→ **Tasks to complete**:
1. According to the Memory of the World article, what event largely triggered the initiative's establishment in 1993?
2. Extend the article on the Memory of the World register, picking up after its final sentence.

→ **Given text**:
◆ ◆ ◆ ◆

The group has begun work on having the Pacific slave route and Fiji’s indentured labourers system involving Indians, many forcefully recruited to work the Pacific islands nations’ cotton and sugar cane plantations in the 1870s submitted for possible inscription in the global’s Memory of the World register.

Failing this, the sponsors are hopeful of having the two historical events inscribed in the Pacific register.
“UNESCO’s Pacific office has contracted the National Archives of Fiji to coordinate the collection of documents on both the recruitment of Pacific islanders under the blackbirding system,” explains UNESCO Pacific’s communication and information adviser Abel Caine.

“Since Fiji’s National Archives has a good document collection on the indentured labourers system of Indian workers, they will also coordinate work on this as well.”

Caine appreciates that coordination will be multi-faceted, involving several archive institutions and governments.
Nominations may have to be multi-country as well.

For the blackbirding documentary heritage for instance, Fiji’s national archives will need the assistance of its counterparts in sourced countries, namely New Caledonia, Solomon Islands and Vanuatu as well as Australia, as the recipient country.

Most of these islanders were forced to work in Fiji but mostly in Australia with the oversight of the British colonial government,

Cooperation of repositories of historical documents in all these countries will be needed if the region is to succeed in getting an inscription in the world Memory of the World (MOW) register.

Established in 1993, the MOW initiative was to ensure the preservation of important documents triggered to a large part by the wanton destruction of the National Library of Sarajevo the year before.

Because the level of significance of documents varies, UNESCO’s MOW has a three-tiered structure; a national, regional and world register.

To-date, the 22 islands and territories of the Pacific have nil inscriptions in any of the three registers.
Caine and his team of supporters are trying to change all that.

“In order to have these entries considered for inscription in 2011, we would need to meet the deadline of submissions in 2010.

“We hope to have another meeting at the next International Advisory Committee (of MOW) in Barbados in 2009 to review our applications.”

The MOW conference in late February in Canberra provided the opportunity for the Pacific group of archivists and librarians to consider their options and review their proposed work programme.

The four-day conference hosted by the National UNESCO Commission of Australia at the National Library of Australia was attended by archivists, librarians and anthropologists from around the world.

A point raised constantly by speakers was the unintentional discrimination UNESCO’s MOW programme imposes on cultures that are not written but oral based.

Most communities of the Pacific islands fall under this category.

Speakers also spoke about the linkages in intangible cultures like traditional music, folklore or chants transformed to the tangible culture of documents, architecture and art.

◆ ◆ ◆ ◆

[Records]
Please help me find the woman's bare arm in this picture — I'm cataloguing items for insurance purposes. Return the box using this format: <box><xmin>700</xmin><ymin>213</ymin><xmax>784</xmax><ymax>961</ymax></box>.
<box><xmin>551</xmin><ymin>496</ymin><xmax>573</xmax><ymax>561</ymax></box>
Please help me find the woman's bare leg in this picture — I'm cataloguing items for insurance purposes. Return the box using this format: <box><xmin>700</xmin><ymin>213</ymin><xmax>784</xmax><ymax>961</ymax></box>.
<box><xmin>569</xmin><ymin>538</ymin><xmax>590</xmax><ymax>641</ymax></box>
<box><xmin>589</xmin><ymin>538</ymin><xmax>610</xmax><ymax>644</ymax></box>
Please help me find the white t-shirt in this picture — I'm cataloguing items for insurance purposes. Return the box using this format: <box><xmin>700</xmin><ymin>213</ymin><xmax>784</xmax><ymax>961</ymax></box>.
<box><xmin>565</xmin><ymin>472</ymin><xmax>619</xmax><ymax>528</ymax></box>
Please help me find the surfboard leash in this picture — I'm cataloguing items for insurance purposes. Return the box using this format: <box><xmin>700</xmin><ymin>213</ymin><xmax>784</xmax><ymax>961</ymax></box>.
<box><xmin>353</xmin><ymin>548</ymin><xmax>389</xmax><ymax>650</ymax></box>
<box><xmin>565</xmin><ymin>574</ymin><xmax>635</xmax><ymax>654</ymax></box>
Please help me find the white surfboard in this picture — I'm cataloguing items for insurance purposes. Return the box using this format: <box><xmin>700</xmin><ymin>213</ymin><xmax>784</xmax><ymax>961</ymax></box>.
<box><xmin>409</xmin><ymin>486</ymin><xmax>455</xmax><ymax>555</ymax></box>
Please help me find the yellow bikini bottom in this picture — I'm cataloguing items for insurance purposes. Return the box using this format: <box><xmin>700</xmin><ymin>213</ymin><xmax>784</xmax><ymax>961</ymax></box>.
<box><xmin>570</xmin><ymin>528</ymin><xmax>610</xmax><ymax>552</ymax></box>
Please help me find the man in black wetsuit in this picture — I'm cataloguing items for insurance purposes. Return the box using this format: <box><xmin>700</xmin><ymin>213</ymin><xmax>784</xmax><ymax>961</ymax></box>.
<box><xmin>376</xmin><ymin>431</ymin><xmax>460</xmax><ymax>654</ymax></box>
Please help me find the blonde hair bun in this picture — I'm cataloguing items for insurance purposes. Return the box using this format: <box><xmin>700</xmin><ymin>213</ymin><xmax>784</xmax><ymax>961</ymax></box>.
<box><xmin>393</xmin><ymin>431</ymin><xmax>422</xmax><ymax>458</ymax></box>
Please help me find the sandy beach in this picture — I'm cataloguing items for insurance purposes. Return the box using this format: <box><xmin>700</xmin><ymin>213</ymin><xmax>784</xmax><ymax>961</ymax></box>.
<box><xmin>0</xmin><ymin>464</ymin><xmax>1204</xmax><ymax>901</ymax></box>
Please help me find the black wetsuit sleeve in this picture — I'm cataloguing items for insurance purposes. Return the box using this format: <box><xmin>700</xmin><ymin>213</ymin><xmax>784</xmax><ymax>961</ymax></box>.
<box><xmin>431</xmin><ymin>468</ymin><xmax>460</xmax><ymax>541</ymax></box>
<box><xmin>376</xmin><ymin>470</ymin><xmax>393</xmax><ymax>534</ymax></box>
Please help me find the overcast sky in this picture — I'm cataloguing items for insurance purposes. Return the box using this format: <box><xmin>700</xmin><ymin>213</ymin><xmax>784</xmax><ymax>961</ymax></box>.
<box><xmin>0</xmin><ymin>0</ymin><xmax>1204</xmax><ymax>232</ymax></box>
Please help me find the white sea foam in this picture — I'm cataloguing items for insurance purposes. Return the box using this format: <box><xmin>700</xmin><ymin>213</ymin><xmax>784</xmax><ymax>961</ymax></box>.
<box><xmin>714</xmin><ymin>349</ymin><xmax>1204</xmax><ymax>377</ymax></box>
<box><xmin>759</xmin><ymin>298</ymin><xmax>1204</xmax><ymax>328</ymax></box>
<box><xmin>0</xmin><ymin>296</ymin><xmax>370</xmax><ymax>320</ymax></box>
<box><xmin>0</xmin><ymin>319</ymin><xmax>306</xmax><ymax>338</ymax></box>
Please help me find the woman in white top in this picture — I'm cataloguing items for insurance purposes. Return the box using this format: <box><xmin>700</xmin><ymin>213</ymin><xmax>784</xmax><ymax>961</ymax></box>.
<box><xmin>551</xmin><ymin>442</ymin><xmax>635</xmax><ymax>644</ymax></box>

◆ ◆ ◆ ◆

→ **Results of the tasks**:
1. The wanton destruction of the National Library of Sarajevo the year before.

2.
Another thorny issue was raised by a speaker from Africa who lamented the concentration of African inscriptions on the global MOW register with the continent’s colonial legacy.

The speaker estimated that 70% of Africa’s inscriptions relate to its colonial past.

This is confirmed when one peruses Africa’s register in the MOW page in the UNESCO website.

Benin’s sole inscription for instance, is its colonial archives while the island of Mauritius has got inscribed records of the French occupation.

Tanzania has offered the German records while one of South Africa’s four inscriptions is the 1963 criminal court case number 253 that of the (white apartheid) state versus Nelson Mandela and others.

On the global register, the Pacific’s inscriptions appear under the Asia-Pacific category. This is dominated so far by South Korea with a total of six entries. China is second with five entries and Australia third with four.

Venue of the Third International MOW conference, the National Library of Australia, is the repository of at least one of the inscriptions; the Endeavour journal of renowned English explorer and navigator Captain James Cook.

During the Canberra conference, UNESCO announced the inscription of 11 new items on the Australian MOW register.

It included a 1915 film of the landing of the Anzacs at Gallipoli by British journalist Ashmead-Bartlett and the South Australian and Victorian women’s suffrage petitions of 1891 and 1894.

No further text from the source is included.